> [SELECTED EXCERPT]

********************

When Andy Murray woke up yesterday morning, he was exhausted. The events of the previous 48 hours had drained him and the last thing on his mind was a fourth-round match at the Australian Open.
The shock of hearing that Nigel Sears, his father-in-law, had collapsed on Saturday night and had had to be rushed to hospital was draining enough but the to-ing and fro-ing from the hospital to the practice courts, the fears for Sears’ health and the overwhelming concern for his pregnant wife back at home, 11,000 miles away, was sapping him of energy.
Only when he knew that Sears was well enough to fly home did Murray turn his attentions to his day job.
Even then, he was ready to walk away from the courts and go home to take care of his family. But he stayed and, having made the decision to play, he delved into his reserves of strength, stamina and experience and beat Bernard Tomic 6-4, 6-4, 7-6 to reach the quarter-finals.
“When I woke up I felt quite drained, quite tired,” he said. “As the day went on and I decided to play, I started to focus a little bit better. But definitely on the court tonight, I was more emotional than normal. I was talking to myself after every single point almost from the first point till the last, which was obviously not ideal.

********************

> [DATA EXTRACT]
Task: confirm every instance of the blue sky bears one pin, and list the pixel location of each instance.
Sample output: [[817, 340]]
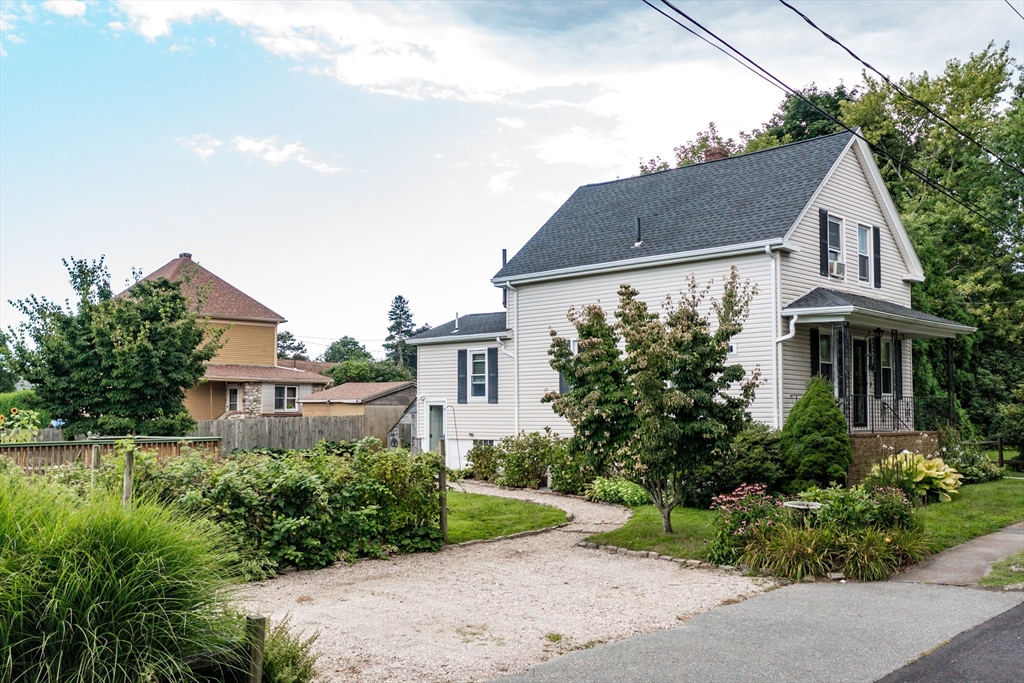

********************

> [EXERCISE DIRECTIONS] In the article on Andy Murray, by what score did he beat Bernard Tomic? The listing comes from a separate source.

> [ANSWER SPACE] 6-4, 6-4, 7-6